* **STUDY MATERIAL**
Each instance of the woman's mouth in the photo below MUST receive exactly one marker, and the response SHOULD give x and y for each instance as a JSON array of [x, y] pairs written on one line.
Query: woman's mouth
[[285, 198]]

---

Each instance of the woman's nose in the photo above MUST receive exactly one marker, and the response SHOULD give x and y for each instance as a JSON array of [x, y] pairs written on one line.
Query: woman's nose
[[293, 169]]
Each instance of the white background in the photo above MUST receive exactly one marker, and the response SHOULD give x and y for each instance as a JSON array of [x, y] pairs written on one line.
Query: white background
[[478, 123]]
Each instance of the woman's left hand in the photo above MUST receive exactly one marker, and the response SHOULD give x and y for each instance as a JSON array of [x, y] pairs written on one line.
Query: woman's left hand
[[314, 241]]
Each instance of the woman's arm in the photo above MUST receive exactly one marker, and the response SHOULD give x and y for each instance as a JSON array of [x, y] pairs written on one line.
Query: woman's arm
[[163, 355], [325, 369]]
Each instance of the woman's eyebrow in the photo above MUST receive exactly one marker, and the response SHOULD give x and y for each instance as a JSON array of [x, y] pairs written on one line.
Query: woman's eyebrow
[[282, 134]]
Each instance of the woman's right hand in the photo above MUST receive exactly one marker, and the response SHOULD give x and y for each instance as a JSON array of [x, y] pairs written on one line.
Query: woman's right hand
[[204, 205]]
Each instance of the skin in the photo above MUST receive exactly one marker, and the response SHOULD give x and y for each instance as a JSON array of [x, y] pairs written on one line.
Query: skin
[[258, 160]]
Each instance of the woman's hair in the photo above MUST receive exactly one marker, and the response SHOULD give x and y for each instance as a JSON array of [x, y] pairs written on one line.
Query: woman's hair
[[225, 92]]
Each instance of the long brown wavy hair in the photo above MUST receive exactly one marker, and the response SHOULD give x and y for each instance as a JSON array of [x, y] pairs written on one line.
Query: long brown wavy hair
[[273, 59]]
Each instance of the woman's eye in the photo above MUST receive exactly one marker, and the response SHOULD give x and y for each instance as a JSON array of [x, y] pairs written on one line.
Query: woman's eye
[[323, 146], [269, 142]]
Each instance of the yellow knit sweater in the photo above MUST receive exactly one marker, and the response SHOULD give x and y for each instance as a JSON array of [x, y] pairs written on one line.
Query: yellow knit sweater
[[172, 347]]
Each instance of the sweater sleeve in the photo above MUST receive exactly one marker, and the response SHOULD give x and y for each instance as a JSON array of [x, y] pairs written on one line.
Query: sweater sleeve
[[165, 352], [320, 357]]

* * *

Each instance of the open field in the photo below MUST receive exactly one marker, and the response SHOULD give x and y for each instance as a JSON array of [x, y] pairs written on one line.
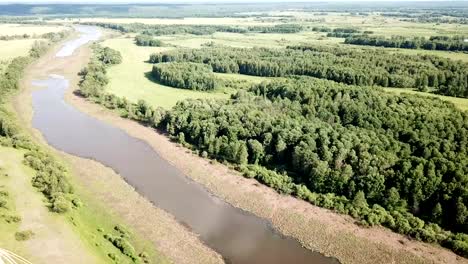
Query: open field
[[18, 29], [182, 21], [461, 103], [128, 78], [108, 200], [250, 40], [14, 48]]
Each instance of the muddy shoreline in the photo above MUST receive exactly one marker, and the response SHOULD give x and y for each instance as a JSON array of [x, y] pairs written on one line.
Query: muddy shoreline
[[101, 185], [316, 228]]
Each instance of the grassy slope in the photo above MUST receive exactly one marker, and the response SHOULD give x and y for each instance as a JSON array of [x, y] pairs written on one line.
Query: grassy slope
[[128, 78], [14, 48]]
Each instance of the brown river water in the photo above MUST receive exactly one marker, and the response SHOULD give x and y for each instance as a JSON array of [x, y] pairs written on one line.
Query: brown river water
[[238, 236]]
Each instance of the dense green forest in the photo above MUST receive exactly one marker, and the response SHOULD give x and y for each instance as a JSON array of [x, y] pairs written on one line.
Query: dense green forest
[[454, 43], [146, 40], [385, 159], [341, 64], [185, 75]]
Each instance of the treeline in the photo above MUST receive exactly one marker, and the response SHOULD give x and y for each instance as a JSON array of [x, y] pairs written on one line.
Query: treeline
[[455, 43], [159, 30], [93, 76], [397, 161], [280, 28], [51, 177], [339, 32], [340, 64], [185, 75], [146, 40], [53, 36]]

* **EXERCISE BRIEF**
Across the records above, return every line that contains the word "below".

* **ANSWER TO THIS EXERCISE**
Each instance of the woman's mouth in the photo below MUST receive exactly one marker, and the response SHOULD give x and y for each instance as a JSON array of [x, y] pairs written on one line.
Each instance of the open field in the photo below MUST receive exactly one marker, and the response SHOULD give x and y for each instance as a JSON array of [x, y] pairs written on one line.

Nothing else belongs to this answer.